[WORK REQUIRED] Retype each entry exactly.

[RECORDS SHOWN]
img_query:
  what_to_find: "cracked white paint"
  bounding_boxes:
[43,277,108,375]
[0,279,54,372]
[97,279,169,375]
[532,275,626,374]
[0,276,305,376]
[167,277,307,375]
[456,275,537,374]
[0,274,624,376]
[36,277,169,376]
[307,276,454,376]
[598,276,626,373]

[PROBLEM SOLUTION]
img_query:
  what_to_find: "cracked white paint"
  bounding_boxes:
[43,277,108,375]
[0,279,54,372]
[97,279,169,375]
[532,275,626,374]
[0,276,305,376]
[167,277,307,375]
[456,275,537,374]
[0,274,624,376]
[36,277,169,376]
[307,276,454,376]
[598,276,626,373]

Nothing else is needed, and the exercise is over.